Problem statement -
Repeat precisely the span of lines below that opens with the line containing "Query: green hill" and closes with the line containing "Sample output: [[57, 386]]", both included.

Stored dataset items
........
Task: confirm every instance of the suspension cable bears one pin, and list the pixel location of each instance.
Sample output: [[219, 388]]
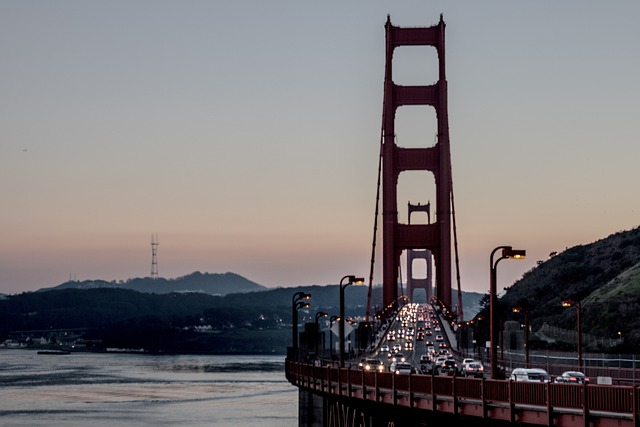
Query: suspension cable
[[375, 225]]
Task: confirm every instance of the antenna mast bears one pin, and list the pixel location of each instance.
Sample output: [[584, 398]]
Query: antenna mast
[[154, 256]]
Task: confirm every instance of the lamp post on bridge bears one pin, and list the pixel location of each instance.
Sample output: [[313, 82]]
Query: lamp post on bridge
[[578, 306], [297, 304], [350, 281], [332, 320], [318, 316], [507, 252]]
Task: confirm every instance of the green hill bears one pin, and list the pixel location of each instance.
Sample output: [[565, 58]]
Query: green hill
[[604, 276]]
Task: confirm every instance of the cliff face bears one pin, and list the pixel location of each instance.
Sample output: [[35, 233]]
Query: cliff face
[[604, 276]]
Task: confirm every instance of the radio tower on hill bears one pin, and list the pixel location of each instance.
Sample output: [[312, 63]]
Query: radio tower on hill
[[154, 256]]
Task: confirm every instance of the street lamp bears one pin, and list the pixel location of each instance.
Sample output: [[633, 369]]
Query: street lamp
[[507, 252], [350, 280], [332, 320], [296, 300], [577, 305], [526, 332], [318, 316]]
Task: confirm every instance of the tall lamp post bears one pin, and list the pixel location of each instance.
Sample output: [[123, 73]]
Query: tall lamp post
[[526, 332], [332, 320], [507, 252], [318, 316], [578, 306], [297, 304], [350, 280]]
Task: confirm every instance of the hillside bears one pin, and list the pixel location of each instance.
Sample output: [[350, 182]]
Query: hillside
[[604, 276], [208, 283], [177, 322]]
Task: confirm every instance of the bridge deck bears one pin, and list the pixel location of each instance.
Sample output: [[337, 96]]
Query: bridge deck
[[520, 403]]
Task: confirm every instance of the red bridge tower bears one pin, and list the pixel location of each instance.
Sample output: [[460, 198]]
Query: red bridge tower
[[435, 236]]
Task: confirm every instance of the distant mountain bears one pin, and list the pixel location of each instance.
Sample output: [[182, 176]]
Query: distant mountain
[[208, 283]]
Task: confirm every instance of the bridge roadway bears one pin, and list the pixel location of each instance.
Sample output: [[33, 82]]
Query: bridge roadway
[[358, 397]]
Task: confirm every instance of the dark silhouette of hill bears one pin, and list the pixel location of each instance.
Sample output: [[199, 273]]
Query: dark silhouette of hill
[[253, 322], [604, 276], [208, 283]]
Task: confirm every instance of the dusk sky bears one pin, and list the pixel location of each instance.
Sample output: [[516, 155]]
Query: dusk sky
[[246, 134]]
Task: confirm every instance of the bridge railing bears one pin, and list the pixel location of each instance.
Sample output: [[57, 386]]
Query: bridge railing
[[613, 400]]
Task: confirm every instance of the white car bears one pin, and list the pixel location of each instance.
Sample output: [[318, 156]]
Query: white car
[[529, 375], [401, 368]]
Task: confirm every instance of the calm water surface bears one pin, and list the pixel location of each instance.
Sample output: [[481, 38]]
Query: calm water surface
[[87, 389]]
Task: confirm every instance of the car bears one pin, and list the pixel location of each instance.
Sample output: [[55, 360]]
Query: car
[[373, 365], [473, 369], [529, 375], [448, 366], [467, 360], [438, 360], [402, 368], [398, 357], [572, 377]]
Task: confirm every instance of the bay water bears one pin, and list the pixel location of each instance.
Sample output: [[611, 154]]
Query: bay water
[[106, 389]]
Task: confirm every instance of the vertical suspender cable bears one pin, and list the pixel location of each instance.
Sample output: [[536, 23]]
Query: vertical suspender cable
[[375, 226], [455, 245]]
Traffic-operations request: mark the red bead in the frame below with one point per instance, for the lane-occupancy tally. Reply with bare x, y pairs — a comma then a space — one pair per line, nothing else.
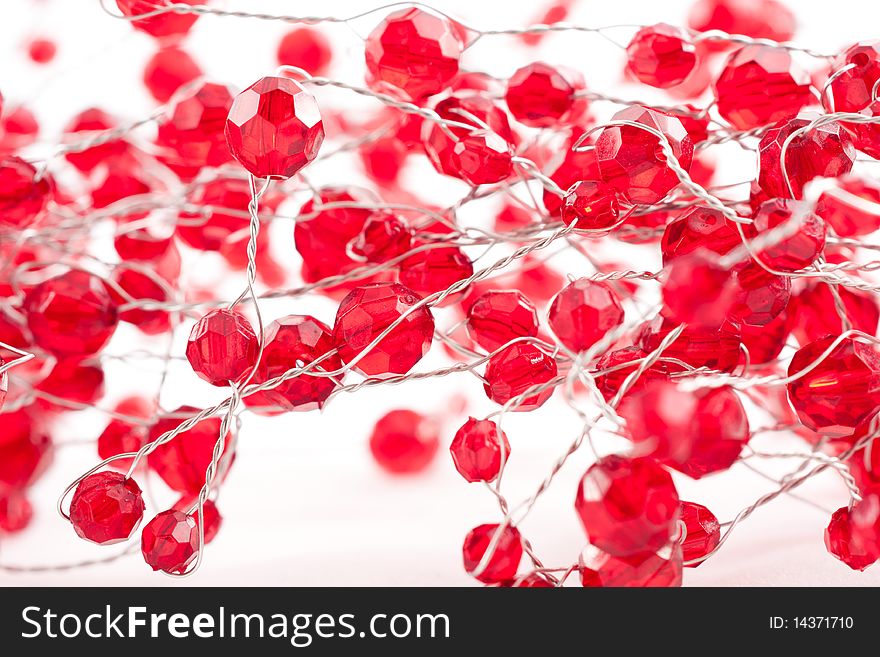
413, 53
72, 314
761, 85
703, 532
404, 442
583, 312
826, 152
504, 560
627, 506
170, 542
592, 205
306, 48
661, 56
274, 128
22, 198
841, 391
541, 96
291, 342
800, 249
181, 462
478, 448
106, 508
368, 311
516, 369
499, 316
631, 160
222, 347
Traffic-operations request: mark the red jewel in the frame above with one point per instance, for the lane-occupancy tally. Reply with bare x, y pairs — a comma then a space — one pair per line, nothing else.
825, 152
222, 347
516, 369
499, 316
170, 542
627, 506
414, 53
661, 56
477, 450
106, 508
290, 342
841, 391
72, 314
583, 312
274, 128
181, 462
504, 560
703, 532
631, 160
368, 311
761, 85
404, 442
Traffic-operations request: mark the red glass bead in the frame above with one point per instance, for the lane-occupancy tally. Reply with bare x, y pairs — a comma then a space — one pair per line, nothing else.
274, 128
822, 152
306, 48
404, 442
292, 341
22, 197
170, 542
583, 312
627, 506
368, 311
477, 450
72, 314
541, 96
661, 56
841, 391
499, 316
414, 53
503, 561
168, 70
181, 462
106, 508
516, 369
761, 85
703, 532
222, 347
631, 160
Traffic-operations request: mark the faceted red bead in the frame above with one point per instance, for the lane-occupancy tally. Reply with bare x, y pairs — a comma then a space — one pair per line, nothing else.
583, 312
516, 369
703, 532
826, 152
170, 542
502, 563
661, 55
631, 160
627, 506
841, 391
541, 96
478, 448
306, 48
499, 316
106, 508
404, 441
72, 314
22, 198
290, 342
181, 462
414, 53
222, 347
761, 85
368, 311
274, 128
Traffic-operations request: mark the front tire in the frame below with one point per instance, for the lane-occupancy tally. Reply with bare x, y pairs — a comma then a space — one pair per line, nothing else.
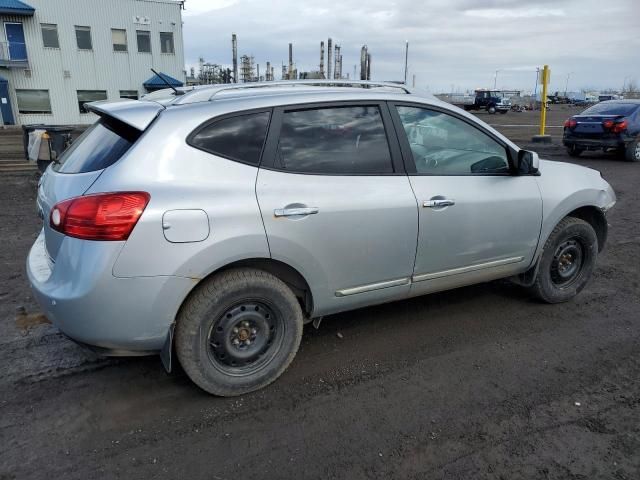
632, 152
567, 262
238, 331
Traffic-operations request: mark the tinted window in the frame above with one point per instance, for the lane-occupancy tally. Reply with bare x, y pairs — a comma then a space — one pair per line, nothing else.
625, 109
239, 138
343, 140
100, 146
445, 145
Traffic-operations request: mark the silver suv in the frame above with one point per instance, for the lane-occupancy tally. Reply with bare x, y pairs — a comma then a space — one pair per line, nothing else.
214, 222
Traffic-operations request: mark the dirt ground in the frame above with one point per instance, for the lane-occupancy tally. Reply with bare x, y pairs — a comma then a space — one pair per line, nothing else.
480, 382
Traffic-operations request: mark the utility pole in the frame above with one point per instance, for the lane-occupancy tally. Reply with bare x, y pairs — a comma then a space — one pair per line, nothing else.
406, 60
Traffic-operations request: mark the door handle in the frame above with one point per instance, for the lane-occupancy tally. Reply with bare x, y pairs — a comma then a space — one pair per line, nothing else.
297, 211
441, 202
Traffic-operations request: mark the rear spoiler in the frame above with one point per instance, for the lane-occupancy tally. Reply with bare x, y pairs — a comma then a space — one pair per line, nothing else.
135, 113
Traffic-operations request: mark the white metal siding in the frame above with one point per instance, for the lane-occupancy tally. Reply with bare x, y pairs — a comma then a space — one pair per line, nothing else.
97, 69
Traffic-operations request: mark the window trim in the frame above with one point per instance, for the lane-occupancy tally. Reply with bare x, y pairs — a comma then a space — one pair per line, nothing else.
173, 43
219, 118
407, 154
87, 28
269, 152
126, 40
42, 28
34, 112
138, 42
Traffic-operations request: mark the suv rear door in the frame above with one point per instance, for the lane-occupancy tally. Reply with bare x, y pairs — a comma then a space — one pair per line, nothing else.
337, 204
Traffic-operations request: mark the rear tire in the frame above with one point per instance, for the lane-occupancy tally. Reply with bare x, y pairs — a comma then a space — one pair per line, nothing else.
567, 261
632, 152
574, 151
238, 331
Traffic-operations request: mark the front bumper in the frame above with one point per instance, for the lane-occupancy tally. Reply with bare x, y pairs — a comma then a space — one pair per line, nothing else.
80, 295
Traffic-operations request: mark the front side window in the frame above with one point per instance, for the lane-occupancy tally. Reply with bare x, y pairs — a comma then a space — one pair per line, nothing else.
100, 146
337, 140
445, 145
239, 138
50, 35
33, 101
166, 42
83, 38
87, 96
144, 41
119, 40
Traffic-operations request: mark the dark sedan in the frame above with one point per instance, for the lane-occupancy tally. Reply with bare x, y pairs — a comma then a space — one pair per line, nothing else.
611, 125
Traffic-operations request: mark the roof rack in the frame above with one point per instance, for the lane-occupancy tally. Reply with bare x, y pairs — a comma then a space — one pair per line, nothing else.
217, 88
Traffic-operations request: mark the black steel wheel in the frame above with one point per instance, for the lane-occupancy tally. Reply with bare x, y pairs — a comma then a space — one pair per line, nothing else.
238, 331
245, 337
567, 261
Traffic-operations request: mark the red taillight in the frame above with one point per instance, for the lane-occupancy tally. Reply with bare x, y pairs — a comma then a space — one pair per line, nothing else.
103, 216
620, 126
615, 127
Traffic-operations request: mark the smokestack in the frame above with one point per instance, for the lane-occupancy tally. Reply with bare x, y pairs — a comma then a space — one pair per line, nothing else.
290, 60
329, 53
234, 47
363, 63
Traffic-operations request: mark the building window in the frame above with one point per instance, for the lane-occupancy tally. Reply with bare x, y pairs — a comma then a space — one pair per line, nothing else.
119, 40
50, 35
131, 94
166, 42
144, 41
86, 96
83, 38
33, 101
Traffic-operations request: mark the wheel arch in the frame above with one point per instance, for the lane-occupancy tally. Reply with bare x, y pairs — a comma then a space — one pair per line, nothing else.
289, 275
595, 217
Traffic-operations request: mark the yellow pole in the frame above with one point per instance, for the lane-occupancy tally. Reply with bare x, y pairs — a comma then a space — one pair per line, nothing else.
543, 114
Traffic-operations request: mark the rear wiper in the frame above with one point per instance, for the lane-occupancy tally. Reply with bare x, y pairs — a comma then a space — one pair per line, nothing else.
176, 92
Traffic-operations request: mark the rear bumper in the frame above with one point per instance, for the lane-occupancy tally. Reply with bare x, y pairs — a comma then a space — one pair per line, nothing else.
593, 144
80, 295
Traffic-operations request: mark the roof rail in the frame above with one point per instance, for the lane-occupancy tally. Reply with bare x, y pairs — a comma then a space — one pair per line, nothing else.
311, 83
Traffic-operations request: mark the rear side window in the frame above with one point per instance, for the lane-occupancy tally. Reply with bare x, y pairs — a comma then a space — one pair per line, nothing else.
336, 140
238, 138
100, 146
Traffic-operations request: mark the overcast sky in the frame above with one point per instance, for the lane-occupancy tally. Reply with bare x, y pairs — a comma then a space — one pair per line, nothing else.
455, 44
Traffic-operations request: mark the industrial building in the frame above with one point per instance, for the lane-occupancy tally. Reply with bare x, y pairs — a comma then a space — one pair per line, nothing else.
57, 55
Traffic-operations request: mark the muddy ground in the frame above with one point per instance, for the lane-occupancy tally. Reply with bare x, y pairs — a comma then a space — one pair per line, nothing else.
480, 382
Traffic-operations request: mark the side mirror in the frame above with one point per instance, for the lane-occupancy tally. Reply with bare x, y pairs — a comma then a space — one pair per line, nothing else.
528, 163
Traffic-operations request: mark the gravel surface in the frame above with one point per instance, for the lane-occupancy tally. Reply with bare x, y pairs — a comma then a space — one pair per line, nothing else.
479, 382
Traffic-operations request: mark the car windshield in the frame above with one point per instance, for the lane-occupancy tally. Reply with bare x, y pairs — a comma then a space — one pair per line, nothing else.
625, 109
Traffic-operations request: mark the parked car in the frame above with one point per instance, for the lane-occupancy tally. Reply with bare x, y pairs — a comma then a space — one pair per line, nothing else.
610, 125
216, 221
490, 100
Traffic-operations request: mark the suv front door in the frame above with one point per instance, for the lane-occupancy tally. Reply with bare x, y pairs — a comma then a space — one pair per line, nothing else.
478, 222
337, 204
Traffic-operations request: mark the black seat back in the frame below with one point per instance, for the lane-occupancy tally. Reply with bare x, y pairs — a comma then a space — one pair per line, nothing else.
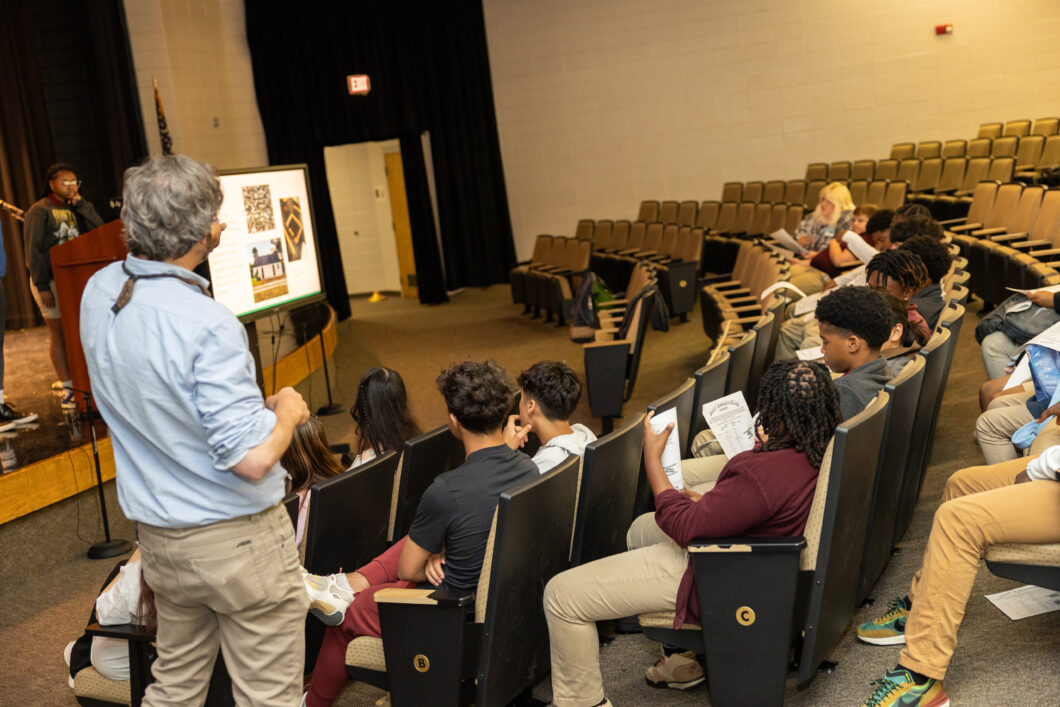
........
Response to the task -
Query: green hill
[[604, 276]]
Task: confirm every instance of the cliff face bears one pin, and list the pixel location of each instance.
Sample output: [[35, 233]]
Query: cliff face
[[604, 276]]
Task: confirm every instance of the radio tower on hill bears one pin, and list the pixel location of each instance.
Sample output: [[312, 63]]
Query: radio tower on hill
[[154, 256]]
Task: confirm every instance of the street lamp bears one pin, and list the pixel location of each instance.
Sample output: [[633, 369]]
Query: street lamp
[[507, 252], [350, 280], [332, 320], [296, 300], [577, 305], [526, 332], [318, 316]]
Task: confirm every instance of the tall lamp post bears one pin, and list the pixel location of each instance.
Sample output: [[123, 73]]
Query: tall lamp post
[[526, 332], [332, 320], [507, 252], [318, 316], [578, 306], [297, 304], [350, 280]]
Task: confirm every instance of the hillside bears one pin, and list the pixel location of each instance.
Sample output: [[350, 182]]
Query: hillside
[[604, 276], [208, 283], [177, 322]]
Task: confirm every instance of the bridge deck bears one pin, and list the pixel location of each instance.
Sample output: [[337, 96]]
Query: bridge deck
[[520, 403]]
Task: confirm every instance of the red bridge tower bears one pin, and list the pixel location of each instance.
Sample output: [[460, 198]]
Query: red bridge tower
[[435, 236]]
Task: confirm every instance of the distant mountain bears one pin, and list the pixel location of each instance.
Sample output: [[182, 176]]
Query: distant mountain
[[208, 283]]
Task: confirm every instance of the bridge roadway bears one pin, and list the pixel location of each instance.
Sample output: [[33, 82]]
Query: bridge roadway
[[358, 397]]
Task: confirm every instance of the dark silhouette of hill bears one pin, and list the pixel location of each instance.
Sample output: [[199, 273]]
Query: dark silhouette of hill
[[253, 322], [604, 276], [208, 283]]
Task: confirm every instance of the dusk sky bears one pin, and list the pixel location of each instance.
Sample output: [[516, 155]]
Query: dusk sky
[[246, 134]]
Task: confirm every instance of the bridge railing bears one pin, and list the pixel location of each instance.
Sample output: [[57, 386]]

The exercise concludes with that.